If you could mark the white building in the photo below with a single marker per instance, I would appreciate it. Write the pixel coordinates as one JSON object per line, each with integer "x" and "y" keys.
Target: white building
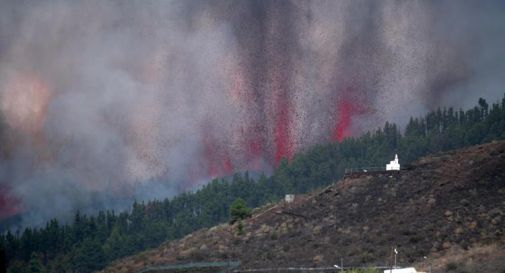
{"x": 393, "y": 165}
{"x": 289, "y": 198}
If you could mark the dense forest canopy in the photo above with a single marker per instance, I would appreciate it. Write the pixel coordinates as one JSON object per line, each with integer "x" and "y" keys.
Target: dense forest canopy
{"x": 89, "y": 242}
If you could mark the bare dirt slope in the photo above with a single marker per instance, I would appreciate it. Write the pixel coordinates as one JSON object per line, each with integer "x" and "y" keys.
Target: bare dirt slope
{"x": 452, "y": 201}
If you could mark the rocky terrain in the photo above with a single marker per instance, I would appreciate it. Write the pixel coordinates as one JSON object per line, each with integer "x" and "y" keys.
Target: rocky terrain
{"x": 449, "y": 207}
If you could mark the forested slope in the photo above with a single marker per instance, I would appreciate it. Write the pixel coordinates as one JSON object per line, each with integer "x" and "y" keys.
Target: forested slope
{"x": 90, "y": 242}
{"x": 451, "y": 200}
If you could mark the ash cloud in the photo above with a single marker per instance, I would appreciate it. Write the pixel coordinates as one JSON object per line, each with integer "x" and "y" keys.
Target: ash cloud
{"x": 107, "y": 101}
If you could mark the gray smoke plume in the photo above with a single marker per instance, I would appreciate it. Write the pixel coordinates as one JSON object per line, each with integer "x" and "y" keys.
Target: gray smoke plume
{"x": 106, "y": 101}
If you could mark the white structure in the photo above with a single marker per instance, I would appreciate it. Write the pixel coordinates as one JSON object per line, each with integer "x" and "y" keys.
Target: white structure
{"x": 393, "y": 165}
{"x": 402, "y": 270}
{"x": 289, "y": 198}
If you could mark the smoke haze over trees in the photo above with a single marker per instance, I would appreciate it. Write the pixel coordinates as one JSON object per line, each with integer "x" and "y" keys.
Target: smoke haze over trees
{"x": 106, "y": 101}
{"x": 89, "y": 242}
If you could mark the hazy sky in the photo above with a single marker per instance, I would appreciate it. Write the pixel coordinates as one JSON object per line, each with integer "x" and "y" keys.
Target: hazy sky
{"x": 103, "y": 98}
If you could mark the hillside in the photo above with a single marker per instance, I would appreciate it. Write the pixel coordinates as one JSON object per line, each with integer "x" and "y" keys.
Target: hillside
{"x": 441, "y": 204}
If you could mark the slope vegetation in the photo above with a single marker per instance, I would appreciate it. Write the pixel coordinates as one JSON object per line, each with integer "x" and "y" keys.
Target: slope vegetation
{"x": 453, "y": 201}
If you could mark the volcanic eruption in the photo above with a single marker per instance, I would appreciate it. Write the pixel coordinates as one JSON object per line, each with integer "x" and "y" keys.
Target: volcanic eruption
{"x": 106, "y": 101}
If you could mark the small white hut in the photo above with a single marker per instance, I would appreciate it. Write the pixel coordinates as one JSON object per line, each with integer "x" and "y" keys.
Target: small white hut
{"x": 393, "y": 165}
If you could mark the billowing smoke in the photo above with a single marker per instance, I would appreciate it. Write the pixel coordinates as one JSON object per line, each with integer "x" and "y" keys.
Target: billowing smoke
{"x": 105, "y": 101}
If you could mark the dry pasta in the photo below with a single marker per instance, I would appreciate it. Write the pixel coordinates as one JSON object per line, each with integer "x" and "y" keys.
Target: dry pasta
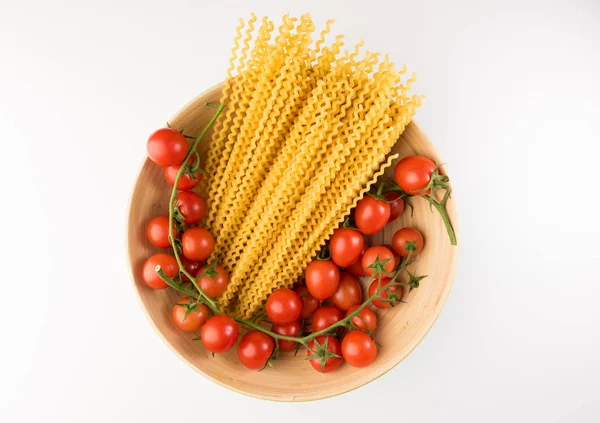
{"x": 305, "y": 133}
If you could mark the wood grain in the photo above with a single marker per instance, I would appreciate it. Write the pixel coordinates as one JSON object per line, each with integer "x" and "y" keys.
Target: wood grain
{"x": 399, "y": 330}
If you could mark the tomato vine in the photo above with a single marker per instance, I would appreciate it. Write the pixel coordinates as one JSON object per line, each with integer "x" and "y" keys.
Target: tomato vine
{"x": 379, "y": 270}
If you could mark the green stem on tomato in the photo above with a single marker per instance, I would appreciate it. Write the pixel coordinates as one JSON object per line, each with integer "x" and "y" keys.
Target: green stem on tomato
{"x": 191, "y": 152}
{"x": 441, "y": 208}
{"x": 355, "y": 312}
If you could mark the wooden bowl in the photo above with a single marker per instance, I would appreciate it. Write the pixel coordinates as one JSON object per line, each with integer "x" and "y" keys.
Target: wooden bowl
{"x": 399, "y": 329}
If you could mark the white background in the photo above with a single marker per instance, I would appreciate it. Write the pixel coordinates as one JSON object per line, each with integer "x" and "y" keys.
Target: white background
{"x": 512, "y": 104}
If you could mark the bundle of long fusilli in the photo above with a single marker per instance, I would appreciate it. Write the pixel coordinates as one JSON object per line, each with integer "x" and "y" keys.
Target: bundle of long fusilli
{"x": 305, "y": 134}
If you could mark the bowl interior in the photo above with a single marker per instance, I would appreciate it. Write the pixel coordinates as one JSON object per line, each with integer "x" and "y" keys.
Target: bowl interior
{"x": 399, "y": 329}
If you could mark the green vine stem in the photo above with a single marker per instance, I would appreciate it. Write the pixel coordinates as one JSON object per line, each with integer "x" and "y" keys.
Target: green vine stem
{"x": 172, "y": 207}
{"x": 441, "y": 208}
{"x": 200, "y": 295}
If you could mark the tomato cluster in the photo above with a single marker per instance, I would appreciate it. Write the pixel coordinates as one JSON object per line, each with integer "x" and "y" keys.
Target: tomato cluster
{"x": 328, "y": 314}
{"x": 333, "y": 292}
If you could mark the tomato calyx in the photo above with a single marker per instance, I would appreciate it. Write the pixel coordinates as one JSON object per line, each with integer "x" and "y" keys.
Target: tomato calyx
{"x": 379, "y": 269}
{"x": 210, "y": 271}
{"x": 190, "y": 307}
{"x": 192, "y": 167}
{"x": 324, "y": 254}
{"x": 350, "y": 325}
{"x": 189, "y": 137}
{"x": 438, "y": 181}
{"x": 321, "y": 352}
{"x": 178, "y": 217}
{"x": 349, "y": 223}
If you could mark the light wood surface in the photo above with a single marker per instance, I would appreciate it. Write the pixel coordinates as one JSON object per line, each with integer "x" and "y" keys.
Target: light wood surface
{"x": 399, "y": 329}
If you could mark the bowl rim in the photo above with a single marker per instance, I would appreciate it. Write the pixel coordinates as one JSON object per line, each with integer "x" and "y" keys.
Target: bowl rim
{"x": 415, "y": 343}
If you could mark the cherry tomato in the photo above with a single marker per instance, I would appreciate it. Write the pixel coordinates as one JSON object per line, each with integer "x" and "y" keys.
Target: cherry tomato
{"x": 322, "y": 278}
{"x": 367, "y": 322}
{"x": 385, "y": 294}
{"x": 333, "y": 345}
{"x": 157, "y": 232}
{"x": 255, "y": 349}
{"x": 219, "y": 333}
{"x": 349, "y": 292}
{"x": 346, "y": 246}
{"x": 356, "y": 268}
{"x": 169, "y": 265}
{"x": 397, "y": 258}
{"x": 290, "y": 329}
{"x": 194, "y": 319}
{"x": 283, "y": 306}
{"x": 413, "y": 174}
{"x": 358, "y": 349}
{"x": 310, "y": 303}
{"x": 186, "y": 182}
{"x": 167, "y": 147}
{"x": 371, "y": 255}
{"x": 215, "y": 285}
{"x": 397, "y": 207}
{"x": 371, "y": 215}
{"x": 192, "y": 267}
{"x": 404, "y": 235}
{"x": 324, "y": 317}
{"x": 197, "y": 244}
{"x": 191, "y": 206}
——
■ What to do: The material above is to be set down exactly, with pictures removed.

■ Response for this exercise:
If you could mark the white building in the photo below with a single marker per instance, I would appreciate it. Write the pixel coordinates as one JSON object per line, each with integer "x" and "y" keys.
Target: white building
{"x": 393, "y": 165}
{"x": 289, "y": 198}
If you could mark the dense forest canopy in the photo above with a single marker per instance, I would appreciate it. Write the pixel coordinates as one JSON object per line, each with integer "x" and "y" keys.
Target: dense forest canopy
{"x": 89, "y": 242}
If you could mark the bare dirt slope in the photo above with a single marker per instance, I would appreciate it. Write the pixel coordinates as one JSON object per line, each with integer "x" and "y" keys.
Target: bare dirt slope
{"x": 452, "y": 201}
If you could mark the rocky terrain in the photo above with a single marker per instance, I would appreciate it. Write the pixel coordinates as one JSON object per line, each with integer "x" and "y" keys.
Target: rocky terrain
{"x": 449, "y": 207}
If you could mark the forested slope in the photo above with a single marker per instance, I would appreciate it. Write the pixel coordinates as one JSON object per line, each with integer "x" and "y" keys.
Target: forested slope
{"x": 90, "y": 242}
{"x": 451, "y": 200}
If you could mark the ash cloud in the photo above with a single marker per instance, I would appreciate it. Write the pixel coordinates as one JSON object per line, each with integer "x" and "y" keys.
Target: ash cloud
{"x": 107, "y": 101}
If you could mark the gray smoke plume in the photo above with a single marker per instance, I would appreciate it. Write the pixel coordinates as one JSON object per line, each with integer "x" and "y" keys.
Target: gray smoke plume
{"x": 106, "y": 101}
If you could mark the white structure in the photo above with a single marker per instance, I would appreciate it. Write the pixel coordinates as one JSON object per line, each with integer "x" and "y" keys.
Target: white structure
{"x": 393, "y": 165}
{"x": 402, "y": 270}
{"x": 289, "y": 198}
If you could mark the smoke haze over trees in the photo above with a single marker per instance, I would appreciate it. Write the pixel coordinates as one JSON object per line, each with integer "x" and "y" keys.
Target: smoke haze over trees
{"x": 106, "y": 101}
{"x": 89, "y": 242}
If you could mark the hazy sky in the photo above with a single marker per instance, I would appreciate it. Write the pixel coordinates as one JSON object per line, each with integer "x" and "y" keys.
Target: hazy sky
{"x": 103, "y": 98}
If you could mark the hillside in the photo above with a single marker per instance, I would appreciate it. Write the pixel coordinates as one JSON object per line, each with integer "x" and "y" keys.
Target: hillside
{"x": 441, "y": 204}
If you could mark the slope vegetation in the photo above with a single marker per instance, I would appreciate it. Write the pixel coordinates as one JSON object per line, each with integer "x" and "y" keys.
Target: slope vegetation
{"x": 453, "y": 201}
If you could mark the volcanic eruption in the photo above with a single marker per instance, I would appreciate it. Write the pixel coordinates as one JSON object per line, each with integer "x" and "y" keys.
Target: volcanic eruption
{"x": 106, "y": 101}
If you could mark the small white hut in the photo above with a single marker per instance, I would appreciate it. Write the pixel coordinates as one JSON object per line, each with integer "x" and "y" keys.
Target: small white hut
{"x": 393, "y": 165}
If you could mark the billowing smoke in the photo above with a single marker per instance, I would appreciate it. Write the pixel coordinates as one JSON object per line, each with integer "x" and "y" keys.
Target: billowing smoke
{"x": 105, "y": 101}
If you could mark the dry pasta in the photo below with a single marker per instance, I would appreciate it. Write the pixel coordinates as one JSON object per line, each with integer "x" and "y" keys.
Target: dry pasta
{"x": 305, "y": 133}
If you could mark the wood grain in the photo above with a single marker per instance, I would appreciate it. Write the pixel coordinates as one JSON object per line, each with integer "x" and "y" keys.
Target: wood grain
{"x": 399, "y": 330}
If you could mark the tomato vine in the photo above with a single marker per instance, I would appreciate it. Write the pixel coordinates as one JSON object per line, each with integer "x" and "y" keys.
Target: tomato vine
{"x": 379, "y": 270}
If you could mark the green stem on tomato in the photo above with a single marker per instance, I would appreciate it. Write the pixel coordinates as one JSON object per line, each with integer "x" and "y" keys.
Target: green stem on tomato
{"x": 191, "y": 152}
{"x": 441, "y": 208}
{"x": 355, "y": 312}
If you could mark the wooden bowl in the photo above with a single marker per instance, I would appreciate it. Write the pixel coordinates as one JSON object per line, each with integer "x" and "y" keys.
Target: wooden bowl
{"x": 399, "y": 329}
If you could mark the white background in the photo above with a single marker per instance, I would appreciate it. Write the pixel coordinates as one JSON object per line, each with integer "x" and "y" keys.
Target: white background
{"x": 512, "y": 104}
If you could mark the bundle of long fusilli in the photo above with a single marker per instance, I would appreciate it. Write the pixel coordinates as one JSON object per line, each with integer "x" and "y" keys.
Target: bundle of long fusilli
{"x": 305, "y": 134}
If you could mark the bowl interior in the photo above with a single marker per instance, I would appreciate it. Write the pixel coordinates as one JSON object per line, each with integer "x" and "y" keys.
Target: bowl interior
{"x": 399, "y": 329}
If you could mark the green vine stem in the photo above with a single marker per instance, I would appreciate it. Write the pixel coordinates as one JSON object per line, each with integer "x" and "y" keys.
Target: green vine stem
{"x": 172, "y": 207}
{"x": 441, "y": 208}
{"x": 200, "y": 295}
If you could mark the tomato cluster in the photo above with a single marker per instance, I would appreciate it. Write the pixel coordinates as one JSON object per line, each with integer "x" and "y" keys.
Target: tomato cluster
{"x": 328, "y": 314}
{"x": 333, "y": 292}
If you could mark the tomato calyx in the photo above with a single marker per instance, I would appreciate it. Write the pixel coordinates as one JSON object per line, each with integer "x" and "y" keys.
Target: tomato calyx
{"x": 379, "y": 269}
{"x": 210, "y": 271}
{"x": 190, "y": 307}
{"x": 192, "y": 167}
{"x": 324, "y": 254}
{"x": 350, "y": 325}
{"x": 189, "y": 137}
{"x": 438, "y": 181}
{"x": 321, "y": 352}
{"x": 178, "y": 217}
{"x": 349, "y": 223}
If you could mark the light wood surface in the photo above with a single marker per instance, I would appreciate it. Write the pixel coordinates as one JSON object per line, each with integer "x" and "y" keys.
Target: light wood surface
{"x": 399, "y": 329}
If you could mark the bowl rim in the photo above with a single marker per instance, I would appreciate it. Write the pixel coordinates as one JSON object per line, each with integer "x" and "y" keys.
Target: bowl rim
{"x": 415, "y": 343}
If you could mark the cherry tomato in the photo above with a single marker per instance, I would appreciate it. Write the pixel coordinates as one JSON object per line, each with integer "x" and "y" keys.
Target: cherry tomato
{"x": 322, "y": 278}
{"x": 367, "y": 322}
{"x": 385, "y": 294}
{"x": 333, "y": 345}
{"x": 157, "y": 232}
{"x": 255, "y": 349}
{"x": 219, "y": 333}
{"x": 349, "y": 292}
{"x": 346, "y": 246}
{"x": 356, "y": 268}
{"x": 169, "y": 265}
{"x": 397, "y": 258}
{"x": 290, "y": 329}
{"x": 194, "y": 319}
{"x": 283, "y": 306}
{"x": 413, "y": 174}
{"x": 358, "y": 349}
{"x": 310, "y": 303}
{"x": 186, "y": 182}
{"x": 167, "y": 147}
{"x": 371, "y": 255}
{"x": 215, "y": 285}
{"x": 397, "y": 207}
{"x": 371, "y": 215}
{"x": 192, "y": 267}
{"x": 404, "y": 235}
{"x": 324, "y": 317}
{"x": 197, "y": 244}
{"x": 191, "y": 206}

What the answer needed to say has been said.